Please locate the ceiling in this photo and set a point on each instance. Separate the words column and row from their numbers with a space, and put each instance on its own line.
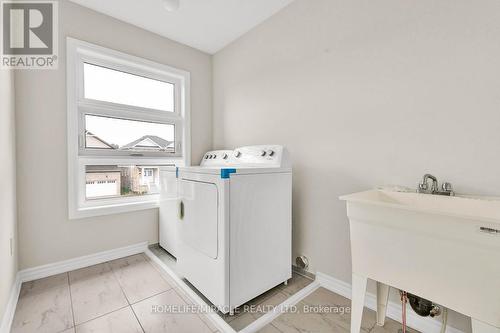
column 207, row 25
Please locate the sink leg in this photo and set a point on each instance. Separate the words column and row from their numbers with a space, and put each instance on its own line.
column 481, row 327
column 382, row 299
column 358, row 301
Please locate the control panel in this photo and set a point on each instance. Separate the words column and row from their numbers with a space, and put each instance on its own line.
column 216, row 158
column 249, row 156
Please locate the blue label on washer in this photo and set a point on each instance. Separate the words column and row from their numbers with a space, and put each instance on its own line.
column 225, row 173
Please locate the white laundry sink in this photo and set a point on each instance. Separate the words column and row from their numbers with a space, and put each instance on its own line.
column 445, row 249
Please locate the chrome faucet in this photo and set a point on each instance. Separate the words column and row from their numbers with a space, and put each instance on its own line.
column 423, row 187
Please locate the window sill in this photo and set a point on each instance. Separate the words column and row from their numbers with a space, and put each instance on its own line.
column 93, row 211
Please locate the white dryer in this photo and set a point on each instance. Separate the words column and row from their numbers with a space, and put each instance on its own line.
column 234, row 227
column 169, row 200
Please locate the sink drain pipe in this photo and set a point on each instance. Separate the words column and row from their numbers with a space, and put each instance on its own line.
column 423, row 308
column 404, row 299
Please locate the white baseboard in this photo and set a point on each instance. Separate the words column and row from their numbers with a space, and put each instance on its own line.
column 40, row 272
column 59, row 267
column 10, row 309
column 421, row 324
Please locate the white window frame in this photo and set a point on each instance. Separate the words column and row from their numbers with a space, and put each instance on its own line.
column 78, row 53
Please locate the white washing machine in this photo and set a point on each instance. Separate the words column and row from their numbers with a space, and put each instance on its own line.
column 235, row 223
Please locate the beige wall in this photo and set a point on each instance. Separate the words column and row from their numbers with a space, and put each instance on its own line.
column 365, row 93
column 46, row 234
column 8, row 225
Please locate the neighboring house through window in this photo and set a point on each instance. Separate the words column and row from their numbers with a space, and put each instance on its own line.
column 127, row 116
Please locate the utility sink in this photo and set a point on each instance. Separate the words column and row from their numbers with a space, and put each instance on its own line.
column 445, row 249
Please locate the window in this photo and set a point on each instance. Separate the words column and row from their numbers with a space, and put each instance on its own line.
column 127, row 117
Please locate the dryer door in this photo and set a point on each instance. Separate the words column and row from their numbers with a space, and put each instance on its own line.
column 199, row 216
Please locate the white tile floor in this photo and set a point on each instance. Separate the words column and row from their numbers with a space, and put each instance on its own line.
column 115, row 296
column 119, row 296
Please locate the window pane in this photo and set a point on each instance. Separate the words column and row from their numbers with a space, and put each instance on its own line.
column 109, row 85
column 128, row 135
column 111, row 181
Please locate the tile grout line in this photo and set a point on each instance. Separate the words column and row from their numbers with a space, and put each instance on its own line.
column 137, row 318
column 71, row 301
column 100, row 316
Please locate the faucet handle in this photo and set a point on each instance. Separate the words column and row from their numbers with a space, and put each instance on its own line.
column 423, row 186
column 447, row 187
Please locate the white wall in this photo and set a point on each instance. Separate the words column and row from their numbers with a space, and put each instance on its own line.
column 8, row 224
column 365, row 93
column 46, row 234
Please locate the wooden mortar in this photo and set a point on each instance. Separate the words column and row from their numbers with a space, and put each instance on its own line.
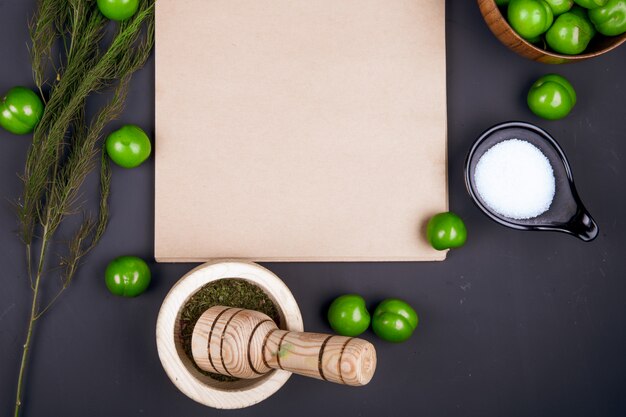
column 181, row 369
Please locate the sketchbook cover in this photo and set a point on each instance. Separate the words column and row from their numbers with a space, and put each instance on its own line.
column 299, row 130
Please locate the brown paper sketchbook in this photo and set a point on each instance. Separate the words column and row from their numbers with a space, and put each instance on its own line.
column 299, row 130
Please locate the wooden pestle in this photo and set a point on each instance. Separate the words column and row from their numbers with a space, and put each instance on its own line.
column 246, row 344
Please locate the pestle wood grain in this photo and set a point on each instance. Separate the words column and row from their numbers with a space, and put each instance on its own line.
column 246, row 344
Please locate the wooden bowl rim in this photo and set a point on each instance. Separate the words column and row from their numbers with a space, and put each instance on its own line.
column 169, row 355
column 620, row 40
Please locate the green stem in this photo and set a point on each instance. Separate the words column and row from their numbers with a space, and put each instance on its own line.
column 31, row 325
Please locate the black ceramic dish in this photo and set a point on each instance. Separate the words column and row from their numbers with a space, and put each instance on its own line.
column 566, row 213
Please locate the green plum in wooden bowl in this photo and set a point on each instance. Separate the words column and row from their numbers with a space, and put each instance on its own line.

------------------------

**INSTRUCTIONS TO FOLLOW:** Copy out the lines word for word, starting at the line that contains "Please locate the white window" and ending after the line that contains "column 235, row 223".

**RESPONSE:**
Please locate the white window frame in this photo and set a point on each instance. Separate the words column and row from their numbers with a space, and put each instance on its own line.
column 78, row 53
Please locate the white washing machine in this photo and set a point on each instance. Separate the words column and row from their numbers with a space, and put each instance on its own line.
column 235, row 223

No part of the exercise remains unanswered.